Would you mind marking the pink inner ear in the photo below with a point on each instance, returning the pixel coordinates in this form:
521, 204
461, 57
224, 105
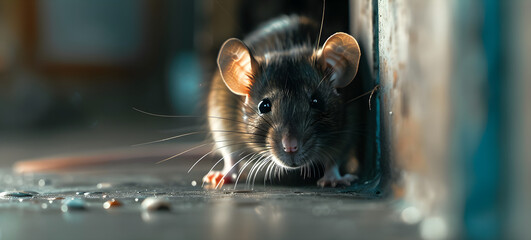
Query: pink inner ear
244, 71
236, 66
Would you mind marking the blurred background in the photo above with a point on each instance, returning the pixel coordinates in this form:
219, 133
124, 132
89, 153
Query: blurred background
453, 124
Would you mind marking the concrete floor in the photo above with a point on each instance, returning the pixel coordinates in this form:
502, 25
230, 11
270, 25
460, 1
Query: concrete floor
270, 211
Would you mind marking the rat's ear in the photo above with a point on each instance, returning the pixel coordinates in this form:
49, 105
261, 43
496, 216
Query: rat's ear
236, 65
341, 53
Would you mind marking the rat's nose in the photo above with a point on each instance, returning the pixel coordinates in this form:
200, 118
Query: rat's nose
290, 144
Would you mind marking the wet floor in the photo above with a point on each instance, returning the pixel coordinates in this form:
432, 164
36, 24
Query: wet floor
108, 201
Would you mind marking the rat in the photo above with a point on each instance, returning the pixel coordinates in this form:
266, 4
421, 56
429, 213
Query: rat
279, 99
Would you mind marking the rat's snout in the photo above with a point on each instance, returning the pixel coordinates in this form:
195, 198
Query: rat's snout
289, 143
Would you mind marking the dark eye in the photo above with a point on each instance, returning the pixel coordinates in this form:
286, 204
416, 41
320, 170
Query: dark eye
264, 106
314, 103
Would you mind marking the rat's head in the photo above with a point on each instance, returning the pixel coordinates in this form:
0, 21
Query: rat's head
292, 107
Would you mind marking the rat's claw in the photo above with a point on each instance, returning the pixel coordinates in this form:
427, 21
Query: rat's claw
334, 181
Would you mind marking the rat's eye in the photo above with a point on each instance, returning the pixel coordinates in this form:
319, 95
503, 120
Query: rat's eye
264, 106
314, 103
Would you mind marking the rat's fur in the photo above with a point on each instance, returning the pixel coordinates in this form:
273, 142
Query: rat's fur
291, 77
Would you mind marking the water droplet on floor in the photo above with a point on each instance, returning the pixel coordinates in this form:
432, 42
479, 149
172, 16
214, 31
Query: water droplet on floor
73, 204
44, 182
16, 194
112, 204
155, 204
87, 194
103, 185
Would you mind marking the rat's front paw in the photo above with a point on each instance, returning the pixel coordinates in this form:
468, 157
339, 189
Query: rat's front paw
335, 180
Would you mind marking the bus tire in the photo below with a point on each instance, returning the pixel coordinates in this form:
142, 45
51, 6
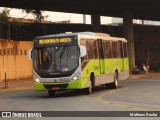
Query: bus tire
51, 93
113, 85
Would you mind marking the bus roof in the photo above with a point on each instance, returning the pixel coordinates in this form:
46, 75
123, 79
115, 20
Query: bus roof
85, 35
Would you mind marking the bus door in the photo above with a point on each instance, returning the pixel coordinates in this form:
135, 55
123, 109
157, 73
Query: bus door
121, 55
101, 56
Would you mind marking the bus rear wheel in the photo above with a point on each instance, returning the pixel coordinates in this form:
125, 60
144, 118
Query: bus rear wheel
51, 93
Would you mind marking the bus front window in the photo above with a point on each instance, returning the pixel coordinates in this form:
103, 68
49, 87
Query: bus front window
55, 60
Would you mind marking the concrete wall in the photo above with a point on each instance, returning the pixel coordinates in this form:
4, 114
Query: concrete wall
14, 59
——
--- Your instructions ---
Leave the pictures aside and transcribe only the lines from the one holding "Would you mind marking the rat's fur" through the final line of the records above.

--- Solution to the problem ---
Would you mind marking the rat's fur in the photo above with a point on each instance, returning the pixel coordinates in this form:
273, 142
Query: rat's fur
291, 77
Would you mind marking the water droplet on floor in the photo above with a point on each instance, returning the pixel coordinates in this form:
432, 42
479, 149
172, 16
214, 31
Query: water droplet on floor
73, 204
44, 182
16, 194
112, 204
155, 204
87, 194
103, 185
Would you mind marking the rat's front paw in the photo above with a point on each instance, returning the pixel coordinates in this form:
468, 157
339, 189
Query: rat's front paw
335, 180
Would you mind marking the bus tire in the photo below with a point on each instance, returning the pixel coordinates in this form:
142, 45
51, 6
Query: bus tire
51, 93
113, 85
Would you mind marking the bus roof in the photo above with a point on each instance, returning the pixel coordinates in this form:
46, 75
123, 79
115, 20
Query: bus roof
85, 35
Would you mind marking the bus door in the photo above with a point on each instance, returning the pixel coordinates in this form:
135, 55
123, 109
157, 73
Query: bus door
121, 55
101, 56
Would you mind marking the bus rear wheel in the photo above with a point on each instance, returning the pixel coordinates in this form:
125, 60
144, 118
Query: bus rear wheel
51, 93
Would you mind marking the bus front window in the photo above with a point on each instance, returning the pixel coordinates in this form:
103, 68
49, 87
Query: bus front window
55, 60
Would you mind marking the concrete wall in the photo above with a point on each instance, returning the pixel coordinates in this form:
4, 114
Query: concrete wall
14, 59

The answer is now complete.